* _SOURCE TEXT_
▬▬▬▬▬▬

Parsons Field is a 7,000-seat multi-purpose stadium in Brookline, Massachusetts. It is home to the Northeastern University baseball, men's and women's soccer, men's and women's lacrosse, men's and women's rugby as well as the Brookline High School Warriors football team. Additionally, the stadium was the home of the Northeastern Huskies football team until it was disbanded following the 2009 season. The capacity for baseball is 3,000. The facility opened in 1933.

Originally a public playground, Northeastern purchased the field (then known as Kent Street Field) from the YMCA's Huntington Prep School in 1930. In 1969, the University dedicated it to Edward S. Parsons, a former athlete, coach, and athletics director for the Huskies. The baseball diamond was named as the Friedman Diamond in 1988.  In 1994, it hosted the America East Conference baseball tournament.

In its original configuration, the baseball diamond was situated in the current east end zone.  Houses in left and center field were well within reach of hitters.

Northeastern added artificial turf to Parsons Field in 1972.  At that time, the baseball diamond was relocated to its current position in the southern corner of the property, and the distances to the left and center field fences became 330 feet and 400 feet, respectively.

▬▬▬▬▬▬

* _WRITTEN TASK 1_
According to the Parsons Field passage, in what year did Northeastern add artificial turf to the field?
The Parsons Field passage has no connection to the rows.

* _INFORMATION PROVIDED_
▬▬▬▬▬▬

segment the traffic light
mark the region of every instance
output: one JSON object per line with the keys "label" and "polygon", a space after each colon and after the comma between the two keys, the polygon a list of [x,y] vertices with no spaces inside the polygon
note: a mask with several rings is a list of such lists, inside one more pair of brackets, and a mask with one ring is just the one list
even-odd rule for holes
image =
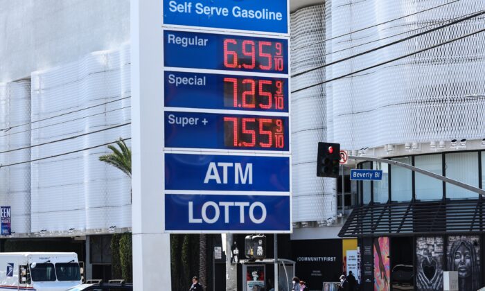
{"label": "traffic light", "polygon": [[318,143],[317,176],[338,178],[340,161],[340,143]]}
{"label": "traffic light", "polygon": [[266,236],[262,234],[247,236],[244,239],[245,255],[249,260],[266,258]]}

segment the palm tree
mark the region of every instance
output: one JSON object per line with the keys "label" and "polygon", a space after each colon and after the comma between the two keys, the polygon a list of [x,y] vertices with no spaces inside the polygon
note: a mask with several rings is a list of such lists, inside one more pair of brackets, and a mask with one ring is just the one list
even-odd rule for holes
{"label": "palm tree", "polygon": [[113,145],[108,146],[108,148],[113,152],[100,157],[99,160],[118,168],[131,178],[132,150],[121,138],[116,141],[116,145],[119,147],[119,150]]}

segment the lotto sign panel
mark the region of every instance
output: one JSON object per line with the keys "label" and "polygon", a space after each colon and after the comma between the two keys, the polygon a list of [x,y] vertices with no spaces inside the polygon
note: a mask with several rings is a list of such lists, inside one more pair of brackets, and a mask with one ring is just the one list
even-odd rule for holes
{"label": "lotto sign panel", "polygon": [[10,206],[0,207],[0,222],[1,222],[2,236],[12,234],[10,229]]}
{"label": "lotto sign panel", "polygon": [[165,231],[289,233],[288,1],[164,2]]}

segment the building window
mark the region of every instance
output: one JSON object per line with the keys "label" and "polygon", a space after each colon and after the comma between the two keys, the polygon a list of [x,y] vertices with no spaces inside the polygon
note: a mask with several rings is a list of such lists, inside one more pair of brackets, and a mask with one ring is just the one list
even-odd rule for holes
{"label": "building window", "polygon": [[389,167],[387,164],[373,163],[374,170],[382,170],[382,179],[374,181],[373,189],[374,203],[387,203],[389,201]]}
{"label": "building window", "polygon": [[[426,155],[414,157],[414,166],[443,175],[441,155]],[[443,198],[443,182],[418,173],[415,175],[416,199],[418,200],[436,200]]]}
{"label": "building window", "polygon": [[[393,161],[412,164],[411,157],[392,159]],[[412,171],[405,168],[391,166],[391,198],[393,202],[404,202],[412,199]]]}
{"label": "building window", "polygon": [[[477,152],[446,154],[445,161],[447,177],[478,187]],[[446,198],[478,198],[478,194],[446,183]]]}
{"label": "building window", "polygon": [[485,152],[482,152],[482,188],[485,189]]}
{"label": "building window", "polygon": [[[362,169],[371,170],[372,168],[372,162],[366,161],[362,164]],[[361,182],[362,189],[362,202],[364,204],[368,204],[371,202],[371,195],[372,194],[371,191],[371,184],[370,181],[362,181]]]}

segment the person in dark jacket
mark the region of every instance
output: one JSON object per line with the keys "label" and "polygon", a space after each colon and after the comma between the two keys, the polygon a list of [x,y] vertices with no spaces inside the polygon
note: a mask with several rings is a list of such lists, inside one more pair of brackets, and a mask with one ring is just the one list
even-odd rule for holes
{"label": "person in dark jacket", "polygon": [[188,291],[204,291],[202,285],[199,284],[199,278],[196,276],[192,278],[192,285]]}
{"label": "person in dark jacket", "polygon": [[349,288],[349,281],[345,275],[340,276],[340,285],[339,286],[340,291],[351,291]]}
{"label": "person in dark jacket", "polygon": [[357,280],[355,280],[355,277],[352,274],[352,271],[349,271],[347,281],[349,282],[349,290],[351,291],[355,290],[357,287]]}

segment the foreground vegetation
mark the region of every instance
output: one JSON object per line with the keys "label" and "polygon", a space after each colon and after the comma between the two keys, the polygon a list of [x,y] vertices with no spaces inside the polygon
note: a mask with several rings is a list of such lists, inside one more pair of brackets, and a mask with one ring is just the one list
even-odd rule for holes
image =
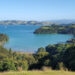
{"label": "foreground vegetation", "polygon": [[21,72],[3,72],[0,75],[75,75],[75,72],[68,71],[21,71]]}
{"label": "foreground vegetation", "polygon": [[[7,36],[4,38],[7,38]],[[2,40],[6,42],[4,38]],[[37,52],[33,54],[13,52],[13,50],[7,50],[1,45],[0,71],[45,70],[45,67],[51,70],[75,71],[75,39],[70,41],[69,43],[67,41],[64,44],[38,48]],[[27,71],[27,74],[30,73],[30,71]],[[33,74],[36,74],[36,72],[33,72]]]}

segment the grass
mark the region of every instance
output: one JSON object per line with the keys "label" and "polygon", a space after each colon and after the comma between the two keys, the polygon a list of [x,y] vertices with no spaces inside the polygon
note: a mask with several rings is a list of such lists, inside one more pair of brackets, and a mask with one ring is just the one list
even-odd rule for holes
{"label": "grass", "polygon": [[22,71],[22,72],[3,72],[0,75],[75,75],[75,72],[68,71]]}

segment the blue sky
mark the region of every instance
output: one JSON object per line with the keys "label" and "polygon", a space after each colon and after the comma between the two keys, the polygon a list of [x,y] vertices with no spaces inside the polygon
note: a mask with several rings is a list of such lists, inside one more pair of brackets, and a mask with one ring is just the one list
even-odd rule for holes
{"label": "blue sky", "polygon": [[0,0],[0,20],[75,19],[75,0]]}

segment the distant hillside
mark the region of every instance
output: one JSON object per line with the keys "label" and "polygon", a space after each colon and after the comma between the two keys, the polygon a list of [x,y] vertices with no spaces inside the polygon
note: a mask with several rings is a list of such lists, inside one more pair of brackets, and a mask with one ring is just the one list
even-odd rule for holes
{"label": "distant hillside", "polygon": [[70,25],[75,24],[75,20],[50,20],[50,21],[22,21],[22,20],[4,20],[0,21],[0,25]]}

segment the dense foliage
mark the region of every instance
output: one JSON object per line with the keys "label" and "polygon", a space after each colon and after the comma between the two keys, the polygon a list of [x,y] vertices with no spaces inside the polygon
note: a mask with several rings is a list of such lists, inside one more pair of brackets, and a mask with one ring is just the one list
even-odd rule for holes
{"label": "dense foliage", "polygon": [[[75,39],[71,43],[48,45],[36,53],[13,52],[0,46],[0,71],[43,69],[75,71]],[[72,43],[73,42],[73,43]]]}

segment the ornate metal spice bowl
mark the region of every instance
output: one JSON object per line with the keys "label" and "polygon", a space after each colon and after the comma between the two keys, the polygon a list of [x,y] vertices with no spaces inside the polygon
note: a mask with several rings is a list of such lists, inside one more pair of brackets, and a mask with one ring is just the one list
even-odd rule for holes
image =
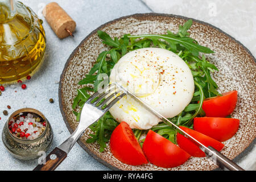
{"label": "ornate metal spice bowl", "polygon": [[[46,122],[46,130],[38,138],[32,140],[22,139],[14,136],[9,129],[8,123],[11,118],[20,113],[31,113],[41,118]],[[31,160],[39,158],[42,151],[46,151],[48,149],[53,136],[52,127],[41,112],[32,108],[23,108],[15,111],[10,116],[3,127],[2,140],[5,146],[14,157],[19,159]]]}

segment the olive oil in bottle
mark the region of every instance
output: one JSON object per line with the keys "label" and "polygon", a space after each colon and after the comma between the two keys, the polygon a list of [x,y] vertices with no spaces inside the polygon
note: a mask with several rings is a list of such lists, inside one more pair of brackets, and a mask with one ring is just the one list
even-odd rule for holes
{"label": "olive oil in bottle", "polygon": [[43,60],[46,38],[42,21],[19,2],[0,2],[0,84],[31,75]]}

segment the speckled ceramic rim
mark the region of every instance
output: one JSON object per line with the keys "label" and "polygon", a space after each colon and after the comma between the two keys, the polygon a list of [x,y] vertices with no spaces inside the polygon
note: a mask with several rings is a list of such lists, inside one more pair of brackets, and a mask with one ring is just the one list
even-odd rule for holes
{"label": "speckled ceramic rim", "polygon": [[[71,59],[74,56],[75,53],[77,51],[79,48],[81,46],[81,45],[82,45],[84,42],[87,41],[89,38],[94,34],[96,33],[97,31],[99,30],[101,30],[102,28],[103,28],[104,27],[105,27],[110,24],[113,24],[114,23],[115,23],[117,21],[119,21],[121,20],[123,20],[123,19],[125,19],[127,18],[143,18],[145,19],[147,19],[147,18],[150,18],[150,17],[152,17],[152,16],[160,16],[160,17],[170,17],[170,18],[180,18],[180,19],[183,19],[184,20],[188,20],[189,19],[191,19],[193,20],[193,21],[194,22],[196,22],[197,23],[201,23],[202,24],[205,25],[205,26],[208,26],[210,27],[212,27],[212,28],[214,28],[214,29],[217,29],[218,31],[219,31],[220,32],[223,33],[224,34],[225,34],[227,37],[230,38],[231,39],[232,39],[232,40],[234,41],[236,43],[237,43],[238,44],[241,45],[243,48],[244,48],[245,49],[245,51],[247,52],[247,53],[248,54],[249,54],[251,57],[253,58],[254,60],[254,63],[256,63],[256,59],[255,59],[255,57],[253,56],[253,55],[251,54],[251,53],[250,52],[250,51],[246,48],[245,47],[241,42],[240,42],[239,41],[236,40],[236,39],[234,39],[234,38],[232,37],[231,36],[230,36],[229,35],[227,34],[226,33],[224,32],[224,31],[222,31],[221,30],[220,30],[220,28],[210,24],[209,24],[208,23],[205,23],[200,20],[198,20],[193,18],[188,18],[188,17],[185,17],[185,16],[180,16],[180,15],[173,15],[173,14],[158,14],[158,13],[144,13],[144,14],[133,14],[133,15],[128,15],[128,16],[122,16],[121,17],[119,18],[117,18],[113,20],[110,21],[109,22],[107,22],[102,25],[101,25],[101,26],[100,26],[99,27],[98,27],[97,28],[96,28],[96,30],[94,30],[94,31],[93,31],[90,34],[89,34],[84,40],[82,40],[81,41],[81,42],[79,44],[79,45],[75,49],[75,50],[72,52],[72,53],[71,53],[71,55],[69,56],[69,57],[68,59],[64,68],[63,69],[63,71],[62,72],[62,73],[60,76],[60,82],[59,82],[59,106],[60,106],[60,111],[61,113],[62,116],[63,117],[63,119],[65,122],[65,123],[66,124],[66,126],[68,129],[68,130],[69,131],[70,133],[72,133],[73,132],[73,130],[71,129],[71,127],[69,126],[69,124],[68,123],[68,119],[67,119],[67,117],[65,115],[65,112],[63,110],[63,95],[62,95],[62,93],[61,93],[61,87],[62,87],[62,80],[63,78],[63,76],[65,75],[65,73],[66,72],[67,69],[68,67],[68,65],[70,64],[70,60],[71,60]],[[256,63],[255,63],[256,64]],[[248,147],[248,146],[250,145],[250,143],[251,143],[253,141],[253,139],[251,139],[251,141],[250,141],[249,143],[248,143],[248,144],[247,146],[246,146],[246,147],[245,147],[245,150],[246,148],[247,148]],[[255,139],[254,139],[255,140]],[[81,141],[81,140],[78,140],[77,143],[79,144],[79,145],[80,145],[81,147],[82,147],[82,148],[85,150],[89,154],[90,154],[92,156],[93,156],[95,159],[96,159],[97,160],[99,161],[100,162],[101,162],[101,163],[102,163],[104,165],[106,166],[106,167],[109,167],[109,168],[113,169],[113,170],[120,170],[120,169],[115,167],[114,166],[113,166],[112,165],[111,165],[110,164],[109,164],[109,163],[106,162],[106,161],[99,158],[97,155],[96,155],[95,154],[94,154],[93,153],[92,153],[90,150],[89,150],[86,146]],[[242,151],[241,151],[242,152]],[[241,154],[241,152],[239,155]],[[237,156],[237,158],[238,156]]]}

▬▬▬▬▬▬

* _WRITTEN TASK 2_
Show every line of the rows that contains the string "vegetation".

* _EXERCISE RESPONSE 1_
1972

* _EXERCISE RESPONSE 2_
segment the foreground vegetation
{"label": "foreground vegetation", "polygon": [[21,72],[3,72],[0,75],[75,75],[75,72],[68,71],[21,71]]}
{"label": "foreground vegetation", "polygon": [[[7,36],[4,38],[7,38]],[[2,40],[6,42],[4,38]],[[37,52],[33,54],[13,52],[13,50],[7,50],[1,45],[0,71],[45,70],[45,67],[51,70],[75,71],[75,39],[70,41],[69,43],[67,41],[64,44],[38,48]],[[27,71],[27,74],[30,73],[30,71]],[[33,74],[36,74],[36,72],[33,72]]]}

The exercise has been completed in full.